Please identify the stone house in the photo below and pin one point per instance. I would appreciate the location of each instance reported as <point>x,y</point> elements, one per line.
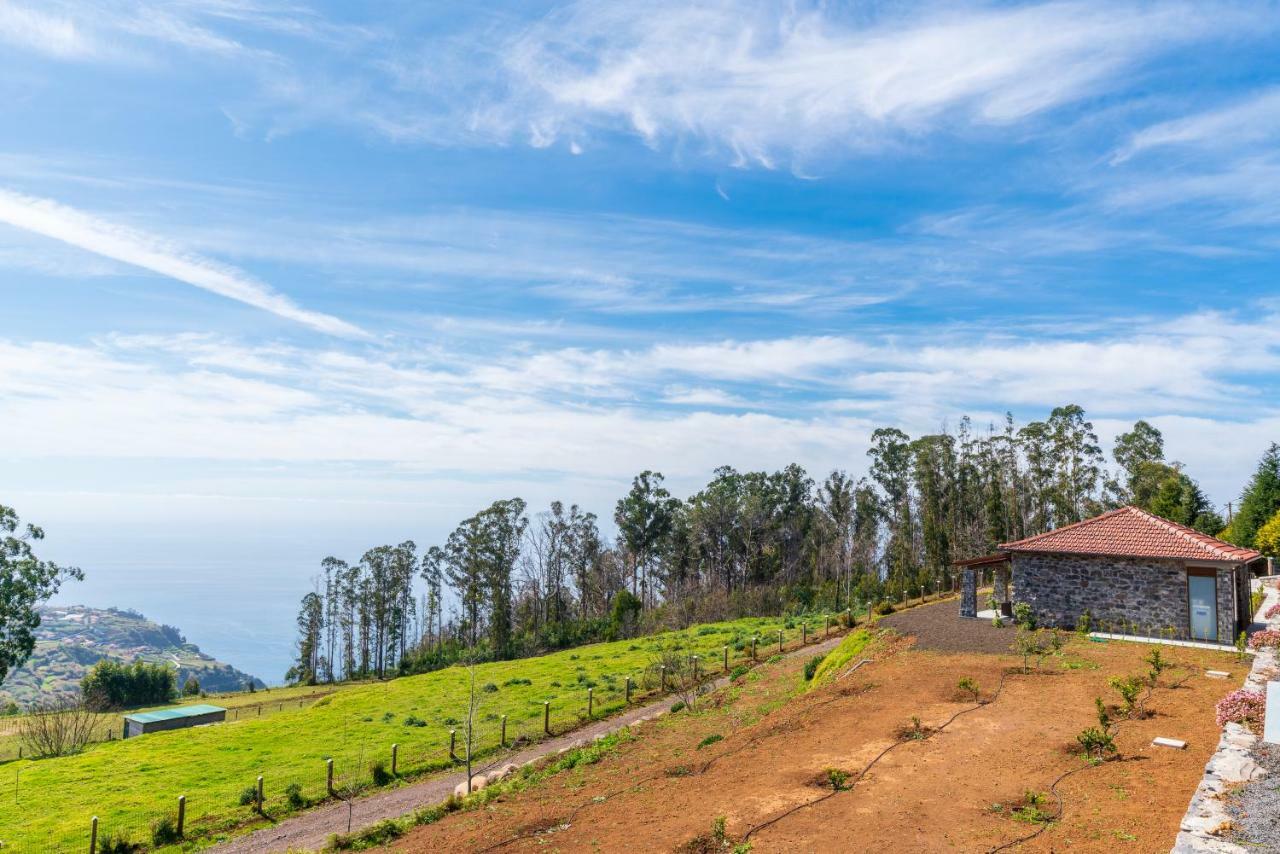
<point>1127,569</point>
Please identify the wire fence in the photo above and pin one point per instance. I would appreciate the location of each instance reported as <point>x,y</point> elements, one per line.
<point>155,821</point>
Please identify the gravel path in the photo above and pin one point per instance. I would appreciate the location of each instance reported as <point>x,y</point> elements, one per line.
<point>312,829</point>
<point>1255,807</point>
<point>940,626</point>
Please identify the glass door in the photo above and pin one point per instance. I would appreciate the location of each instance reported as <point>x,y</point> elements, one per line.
<point>1202,596</point>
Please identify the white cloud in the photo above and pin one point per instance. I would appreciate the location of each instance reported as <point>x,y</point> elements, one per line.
<point>46,33</point>
<point>771,80</point>
<point>1247,122</point>
<point>154,254</point>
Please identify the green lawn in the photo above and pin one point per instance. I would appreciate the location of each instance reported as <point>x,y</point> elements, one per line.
<point>128,784</point>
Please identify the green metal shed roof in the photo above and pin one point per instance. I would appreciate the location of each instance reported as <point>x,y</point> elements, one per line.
<point>172,713</point>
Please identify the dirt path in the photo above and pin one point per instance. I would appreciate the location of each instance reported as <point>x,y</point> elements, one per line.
<point>956,790</point>
<point>314,827</point>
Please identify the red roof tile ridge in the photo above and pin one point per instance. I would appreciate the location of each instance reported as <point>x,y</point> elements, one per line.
<point>1214,547</point>
<point>1064,528</point>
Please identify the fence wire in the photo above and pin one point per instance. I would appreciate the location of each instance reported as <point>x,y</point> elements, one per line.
<point>360,766</point>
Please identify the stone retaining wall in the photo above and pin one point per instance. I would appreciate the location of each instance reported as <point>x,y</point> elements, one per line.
<point>1229,766</point>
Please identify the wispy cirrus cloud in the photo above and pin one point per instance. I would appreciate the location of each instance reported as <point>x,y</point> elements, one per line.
<point>771,82</point>
<point>158,255</point>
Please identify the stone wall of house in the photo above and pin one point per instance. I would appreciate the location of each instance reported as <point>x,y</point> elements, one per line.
<point>968,593</point>
<point>1226,593</point>
<point>1114,590</point>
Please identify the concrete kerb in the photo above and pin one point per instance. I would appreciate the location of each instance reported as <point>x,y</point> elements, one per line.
<point>1232,762</point>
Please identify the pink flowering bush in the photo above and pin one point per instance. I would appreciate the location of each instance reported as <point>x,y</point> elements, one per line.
<point>1265,638</point>
<point>1242,707</point>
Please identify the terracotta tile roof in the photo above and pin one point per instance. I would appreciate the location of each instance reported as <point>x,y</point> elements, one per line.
<point>1132,531</point>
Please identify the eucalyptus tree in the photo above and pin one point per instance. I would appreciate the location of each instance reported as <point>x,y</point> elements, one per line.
<point>26,580</point>
<point>644,517</point>
<point>837,502</point>
<point>503,526</point>
<point>891,469</point>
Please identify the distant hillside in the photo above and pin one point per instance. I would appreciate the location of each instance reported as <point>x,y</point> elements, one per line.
<point>71,638</point>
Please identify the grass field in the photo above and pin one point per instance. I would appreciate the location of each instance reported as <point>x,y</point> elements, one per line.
<point>131,784</point>
<point>260,703</point>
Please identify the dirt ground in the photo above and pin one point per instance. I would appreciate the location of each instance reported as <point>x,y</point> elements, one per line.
<point>955,790</point>
<point>941,628</point>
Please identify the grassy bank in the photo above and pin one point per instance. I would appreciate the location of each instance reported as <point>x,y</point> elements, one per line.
<point>128,785</point>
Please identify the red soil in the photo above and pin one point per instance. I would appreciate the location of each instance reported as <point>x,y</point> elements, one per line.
<point>658,791</point>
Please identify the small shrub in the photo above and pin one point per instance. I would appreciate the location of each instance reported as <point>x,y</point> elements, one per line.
<point>164,831</point>
<point>1159,665</point>
<point>1266,638</point>
<point>1128,688</point>
<point>118,844</point>
<point>1029,811</point>
<point>1242,707</point>
<point>1023,616</point>
<point>1097,743</point>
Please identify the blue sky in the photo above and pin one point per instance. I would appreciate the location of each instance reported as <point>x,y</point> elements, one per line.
<point>282,281</point>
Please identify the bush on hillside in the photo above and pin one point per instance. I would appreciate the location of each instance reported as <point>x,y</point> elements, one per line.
<point>112,684</point>
<point>1265,638</point>
<point>1242,707</point>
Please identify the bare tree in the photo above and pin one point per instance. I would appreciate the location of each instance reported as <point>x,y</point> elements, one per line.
<point>56,726</point>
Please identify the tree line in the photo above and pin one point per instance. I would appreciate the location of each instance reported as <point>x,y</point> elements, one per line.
<point>511,583</point>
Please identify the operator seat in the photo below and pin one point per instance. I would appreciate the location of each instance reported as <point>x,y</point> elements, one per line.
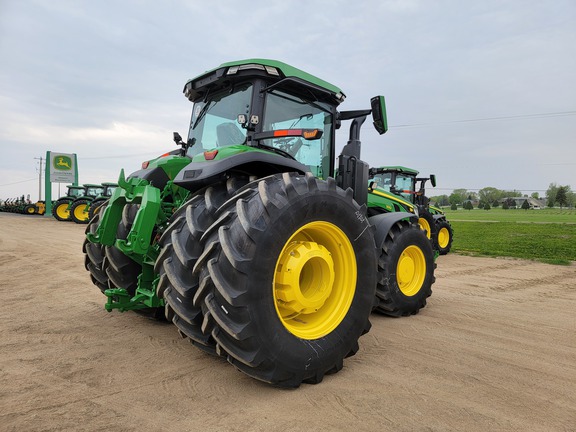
<point>229,134</point>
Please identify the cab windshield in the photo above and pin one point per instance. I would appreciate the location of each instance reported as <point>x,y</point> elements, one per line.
<point>286,111</point>
<point>214,121</point>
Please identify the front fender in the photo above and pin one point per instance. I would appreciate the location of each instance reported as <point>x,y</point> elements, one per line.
<point>383,222</point>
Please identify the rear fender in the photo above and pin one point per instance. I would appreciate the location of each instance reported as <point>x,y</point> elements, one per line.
<point>382,224</point>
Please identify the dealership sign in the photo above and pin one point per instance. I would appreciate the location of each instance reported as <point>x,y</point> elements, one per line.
<point>63,168</point>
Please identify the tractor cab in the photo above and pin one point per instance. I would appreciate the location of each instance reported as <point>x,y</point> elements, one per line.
<point>93,190</point>
<point>398,180</point>
<point>264,117</point>
<point>75,191</point>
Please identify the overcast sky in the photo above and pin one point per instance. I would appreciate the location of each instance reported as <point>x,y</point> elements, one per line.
<point>479,93</point>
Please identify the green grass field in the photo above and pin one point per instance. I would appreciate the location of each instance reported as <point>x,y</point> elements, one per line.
<point>547,235</point>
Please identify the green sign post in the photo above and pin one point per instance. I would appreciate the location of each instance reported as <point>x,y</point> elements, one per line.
<point>60,168</point>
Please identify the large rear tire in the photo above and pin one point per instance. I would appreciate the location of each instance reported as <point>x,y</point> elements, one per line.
<point>181,247</point>
<point>406,271</point>
<point>287,279</point>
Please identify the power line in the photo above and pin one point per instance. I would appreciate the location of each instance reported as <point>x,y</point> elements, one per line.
<point>21,181</point>
<point>515,117</point>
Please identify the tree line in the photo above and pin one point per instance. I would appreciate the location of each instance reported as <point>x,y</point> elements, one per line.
<point>556,195</point>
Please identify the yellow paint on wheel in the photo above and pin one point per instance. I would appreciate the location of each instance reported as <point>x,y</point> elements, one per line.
<point>411,270</point>
<point>425,226</point>
<point>315,280</point>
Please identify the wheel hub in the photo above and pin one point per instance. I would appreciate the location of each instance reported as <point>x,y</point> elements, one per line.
<point>411,270</point>
<point>304,278</point>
--- --- ---
Rewrite the part of the material that opens with the line containing "Please identify the dealership" and closes with the line containing "<point>315,280</point>", changing "overcast sky" to "cloudy sky" and leaving everything else as it stands.

Please identify the dealership sign in the photo above and pin one point per instance. I would appreciate the location of each instance reported as <point>x,y</point> elements, one per line.
<point>63,168</point>
Please identify the tractor cab in the photo above and pin one point per instance. I would appreciate the location of each instance reported as <point>x,y</point> elements, one per line.
<point>93,190</point>
<point>398,180</point>
<point>264,117</point>
<point>75,191</point>
Please identify the cloudy sky in the photo above and pin one point per instance. I would appreciate the location of each instance reported as <point>x,y</point> elements, one per line.
<point>479,93</point>
Please identify the green grass field in the photo above and pin one point per instance. I would appreciate the location of each instance reported as <point>x,y</point> elements, one per line.
<point>547,235</point>
Please identify the green sign post in the photo above and pin one point per instance. I would appreciate the location of each instance reported as <point>x,y</point> elements, one per line.
<point>60,168</point>
Please identify the large rear tire in the photo above and pin one point per instance. I would appreciate the location of each instance reported as <point>x,y</point> elements, one per line.
<point>181,247</point>
<point>406,271</point>
<point>287,279</point>
Please identify the power line in the photo above and pin one point per instance. I would appreciate the location of each instance reported as <point>x,y</point> elements, one per line.
<point>21,181</point>
<point>515,117</point>
Please identify the tree line in the photo above and pin one point per instance. I would appreciate the location of each instance reported as <point>x,y</point> elements, one per line.
<point>556,195</point>
Please identify the yellow paint on wheel in the photo above and pin one point per instance. I would appreciate the location of each instance reported as <point>x,y</point> elements, one per line.
<point>411,270</point>
<point>425,226</point>
<point>315,280</point>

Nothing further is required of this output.